To do: Transcribe the records that follow, preserving every word.
[BEGIN Exercise input]
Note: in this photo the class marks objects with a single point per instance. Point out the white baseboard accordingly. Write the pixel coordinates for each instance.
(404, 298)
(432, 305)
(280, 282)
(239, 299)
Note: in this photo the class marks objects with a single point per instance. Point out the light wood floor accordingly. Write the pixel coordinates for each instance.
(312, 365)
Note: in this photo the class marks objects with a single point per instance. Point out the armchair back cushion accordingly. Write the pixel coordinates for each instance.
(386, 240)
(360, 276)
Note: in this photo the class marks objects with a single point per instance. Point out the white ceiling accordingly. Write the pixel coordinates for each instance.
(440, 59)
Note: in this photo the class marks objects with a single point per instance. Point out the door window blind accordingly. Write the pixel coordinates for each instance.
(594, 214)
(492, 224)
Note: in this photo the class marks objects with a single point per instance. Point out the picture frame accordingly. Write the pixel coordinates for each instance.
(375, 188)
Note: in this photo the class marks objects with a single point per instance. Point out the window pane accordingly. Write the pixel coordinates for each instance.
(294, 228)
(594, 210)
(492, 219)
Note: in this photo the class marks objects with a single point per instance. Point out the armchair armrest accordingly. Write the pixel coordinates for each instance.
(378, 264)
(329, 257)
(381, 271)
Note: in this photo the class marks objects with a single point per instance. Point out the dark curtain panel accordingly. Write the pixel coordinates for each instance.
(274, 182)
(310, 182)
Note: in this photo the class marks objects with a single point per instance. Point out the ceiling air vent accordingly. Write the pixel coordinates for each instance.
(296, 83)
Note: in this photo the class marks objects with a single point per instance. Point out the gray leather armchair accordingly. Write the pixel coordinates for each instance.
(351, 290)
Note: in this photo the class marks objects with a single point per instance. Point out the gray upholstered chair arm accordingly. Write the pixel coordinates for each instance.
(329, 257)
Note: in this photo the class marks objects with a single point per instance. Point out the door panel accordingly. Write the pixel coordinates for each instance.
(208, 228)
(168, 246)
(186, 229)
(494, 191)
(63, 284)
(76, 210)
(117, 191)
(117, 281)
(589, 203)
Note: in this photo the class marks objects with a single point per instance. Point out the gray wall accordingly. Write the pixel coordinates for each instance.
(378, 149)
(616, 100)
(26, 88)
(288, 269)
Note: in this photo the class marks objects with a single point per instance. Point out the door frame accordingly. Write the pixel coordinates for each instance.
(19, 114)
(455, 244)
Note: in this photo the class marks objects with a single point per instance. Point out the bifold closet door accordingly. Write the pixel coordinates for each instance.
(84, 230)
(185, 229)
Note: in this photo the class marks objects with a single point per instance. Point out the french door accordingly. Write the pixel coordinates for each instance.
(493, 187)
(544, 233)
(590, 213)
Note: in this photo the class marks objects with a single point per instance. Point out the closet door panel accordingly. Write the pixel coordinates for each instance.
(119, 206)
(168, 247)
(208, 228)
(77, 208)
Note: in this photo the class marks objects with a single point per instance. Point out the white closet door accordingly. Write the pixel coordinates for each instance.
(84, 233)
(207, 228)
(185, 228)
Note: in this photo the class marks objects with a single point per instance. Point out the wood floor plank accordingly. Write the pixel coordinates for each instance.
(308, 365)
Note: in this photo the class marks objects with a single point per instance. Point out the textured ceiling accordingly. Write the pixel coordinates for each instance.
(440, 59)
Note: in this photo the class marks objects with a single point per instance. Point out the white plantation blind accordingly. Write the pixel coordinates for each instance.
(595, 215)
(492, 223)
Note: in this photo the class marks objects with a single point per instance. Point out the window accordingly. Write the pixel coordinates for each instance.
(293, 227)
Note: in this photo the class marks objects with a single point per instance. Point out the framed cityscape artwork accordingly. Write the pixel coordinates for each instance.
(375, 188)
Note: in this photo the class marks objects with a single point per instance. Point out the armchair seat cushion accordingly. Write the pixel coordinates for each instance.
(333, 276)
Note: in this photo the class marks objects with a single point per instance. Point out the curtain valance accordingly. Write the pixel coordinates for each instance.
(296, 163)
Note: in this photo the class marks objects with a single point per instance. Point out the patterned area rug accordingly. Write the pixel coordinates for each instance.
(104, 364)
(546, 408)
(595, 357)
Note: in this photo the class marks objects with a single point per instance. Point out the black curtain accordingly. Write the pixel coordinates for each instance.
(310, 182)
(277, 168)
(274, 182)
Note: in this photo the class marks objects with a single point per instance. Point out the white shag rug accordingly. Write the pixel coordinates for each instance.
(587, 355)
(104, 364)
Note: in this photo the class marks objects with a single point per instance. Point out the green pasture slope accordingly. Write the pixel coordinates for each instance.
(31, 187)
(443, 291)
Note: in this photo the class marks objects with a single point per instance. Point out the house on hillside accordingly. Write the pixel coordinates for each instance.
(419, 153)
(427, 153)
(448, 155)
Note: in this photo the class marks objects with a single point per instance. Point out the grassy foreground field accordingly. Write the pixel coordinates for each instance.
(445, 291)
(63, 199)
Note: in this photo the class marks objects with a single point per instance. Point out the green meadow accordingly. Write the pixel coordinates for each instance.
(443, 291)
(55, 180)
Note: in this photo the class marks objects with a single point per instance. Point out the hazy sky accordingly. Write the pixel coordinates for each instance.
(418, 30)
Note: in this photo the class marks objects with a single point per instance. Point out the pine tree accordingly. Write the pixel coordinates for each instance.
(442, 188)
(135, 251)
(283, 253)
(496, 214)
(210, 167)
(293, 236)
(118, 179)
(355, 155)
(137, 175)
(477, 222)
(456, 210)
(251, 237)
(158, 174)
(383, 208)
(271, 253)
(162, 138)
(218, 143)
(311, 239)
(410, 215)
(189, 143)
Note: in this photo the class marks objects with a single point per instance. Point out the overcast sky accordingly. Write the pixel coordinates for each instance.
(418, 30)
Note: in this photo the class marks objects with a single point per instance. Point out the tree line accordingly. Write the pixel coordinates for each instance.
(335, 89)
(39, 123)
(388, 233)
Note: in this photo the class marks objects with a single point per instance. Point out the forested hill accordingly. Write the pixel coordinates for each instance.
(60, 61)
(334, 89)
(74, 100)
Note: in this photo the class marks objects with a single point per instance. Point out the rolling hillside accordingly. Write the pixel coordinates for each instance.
[END Exercise input]
Solution to this task:
Note: in this photo the class marks objects with a single point per instance. Point out the white baseboard accordingly. Write the pixel coordinates for each instance.
(404, 298)
(432, 305)
(280, 282)
(239, 299)
Note: in this photo the class marks objects with a single point per instance. Point out the light wood floor accordingly. Write the pixel coordinates for each instance.
(312, 365)
Note: in this photo the class marks objects with a single point per instance. Point out the armchair back cushion accordingly. Write the pixel coordinates for each instance.
(386, 240)
(360, 276)
Note: in this photo the class marks objects with a single point per instance. Point out the white ceiling accordingly. Write the pixel coordinates for each instance.
(440, 59)
Note: in this photo the class marks objects with a single point per instance. Point out the door window blind accordingly. Write the pixel coordinates for each instance.
(594, 214)
(492, 224)
Note: in this photo the class marks objects with a single point per instance. Point out the picture frame accordingly. Write the pixel coordinates for each instance.
(375, 188)
Note: in this photo the class marks objects with a single point per instance. Point out the window pane accordingly. Write the pixel coordinates for each instance.
(294, 228)
(594, 210)
(492, 219)
Note: in this photo the class marks objects with a single point per instance. Point out the armchair armrest accordingly. Write the pixel coordinates for each instance.
(378, 264)
(329, 257)
(381, 271)
Note: in this photo the class marks objects with a single point per instance. Point out the dark curtain panel accordingly. Write the pixel coordinates for each instance.
(274, 182)
(310, 182)
Note: in this photo the class marks objects with a single point per instance. Point out the ceiling air vent accordingly. Write the pixel coordinates for each instance.
(296, 83)
Note: in this photo the class marks objects with a single point per instance. Point out the gray leather armchair accordingly. Write the pixel coordinates for each instance.
(351, 290)
Note: in this photo the class marks objects with a single point per instance. Point out the gray upholstered chair arm accordingly. Write the pixel coordinates for each instance.
(329, 257)
Note: in this photo the class marks objects with a single point per instance. Point out the door panel accordingly. Write the pixel coordinates for each instance.
(208, 228)
(168, 246)
(186, 229)
(494, 191)
(63, 284)
(76, 210)
(117, 191)
(117, 281)
(589, 203)
Note: in this photo the class marks objects with a single point per instance. Point out the gray wall accordingly. Write the pixel coordinates for each instance.
(378, 149)
(616, 100)
(26, 88)
(288, 269)
Note: in this photo the class marks objects with a single point per instance. Point out the door frame accordingly. Write the pixel coordinates for each instance.
(19, 114)
(455, 244)
Note: in this photo the class marks objects with a single point per instance. Point out the bifold closet door accordingly. Write the pixel coordinates for each instance.
(84, 230)
(185, 229)
Note: in this photo the class marks objects with a single point per instance. Point out the french door accordingly. Write the pixel coordinates for each instance.
(493, 187)
(544, 233)
(590, 213)
Note: in this photo the class marks objects with a single point per instance. Point out the closet door panel accordingly. Write the pixel coordinates for each instance.
(119, 206)
(168, 247)
(208, 228)
(77, 208)
Note: in this photo the class marks objects with a single point per instance. Point out the white closet door accordingly. Write the pixel coordinates for each instance.
(84, 233)
(207, 228)
(185, 228)
Note: in this photo the class marks objects with a single point per instance. Point out the wood floor plank accordingly. Write the pixel coordinates for each instance.
(308, 365)
Note: in this photo the class marks objects with a single point per instance. Point out the textured ceiling accordingly. Write the pixel coordinates for each instance.
(440, 59)
Note: in this photo the class marks objects with a single point per instance. Point out the white plantation blind accordingly. Write the pixel coordinates for each instance.
(595, 215)
(492, 223)
Note: in this photo the class marks objects with a single point per instance. Point out the window accordingly. Write the pixel coordinates for each instance.
(293, 227)
Note: in this photo the class marks objects with a single point per instance. Point out the framed cityscape artwork accordingly. Write the pixel coordinates for each instance.
(375, 188)
Note: in this photo the class marks objects with a single point per instance. Point out the armchair seat cushion accordingly. Write the pixel coordinates for each instance.
(333, 276)
Note: in this photo the class marks objects with a single point per instance. Point out the curtain valance accordingly. Write the pixel coordinates for each instance.
(296, 163)
Note: in this photo the class marks objects with a single point per instance. Point out the patterned area rug accordingly. Write the pixel coordinates for each instance.
(104, 364)
(546, 408)
(595, 357)
Note: in this photo the class marks objects with a single point per instance. Point out the black curtain accordingly. Write the pixel coordinates for each instance.
(310, 182)
(277, 168)
(274, 182)
Note: in this photo the class marks objects with a single point per instance. Point out the white shag rug accordingly. Write the pixel coordinates for each instance.
(587, 355)
(104, 364)
Note: in this photo the class marks objects with a single point per instance. Point out the green pasture slope accordingly. Write the pixel coordinates for each instance.
(31, 187)
(443, 291)
Note: in this photo the class marks objects with a single point per instance. Point out the house on hillside accordingly. Write the pixel coordinates for each instance.
(419, 153)
(427, 153)
(448, 155)
Note: in this photo the class marks objects with a single point per instance. Point out the grassy foreground field accordingly. Write the pixel coordinates for each instance.
(445, 291)
(63, 199)
Note: in this photo the class marks objects with a single point per instance. Point out the green meadow accordingly. Write the pixel coordinates for each instance.
(443, 291)
(55, 180)
Note: in this photo the class marks objects with a single point per instance. Point out the hazy sky accordingly. Write the pixel coordinates for each instance.
(418, 30)
Note: in this photo the class marks objects with a single point per instance. Point out the pine tree accordingly. Write the pixel coordinates for each instance.
(442, 188)
(135, 251)
(283, 253)
(496, 214)
(210, 167)
(293, 236)
(118, 179)
(355, 155)
(137, 175)
(477, 222)
(456, 210)
(251, 237)
(158, 174)
(383, 208)
(271, 253)
(162, 138)
(218, 143)
(311, 239)
(410, 215)
(189, 143)
Note: in this photo the class marks objects with a single point per instance. Point out the overcast sky accordingly. Write the pixel coordinates for each instance.
(418, 30)
Note: in this photo the class marks objects with a single point per instance. Point out the tree line accordingly. Write the pixel coordinates for each instance.
(335, 89)
(39, 123)
(388, 233)
Note: in this photo the class marks objects with a single point per instance. Point out the forested hill accordingly. Write the pixel coordinates for each instance.
(60, 61)
(334, 89)
(74, 100)
Note: in this photo the class marks objects with a single point per instance. Point out the rolling hillside accordingly. Write the pixel coordinates for each instance.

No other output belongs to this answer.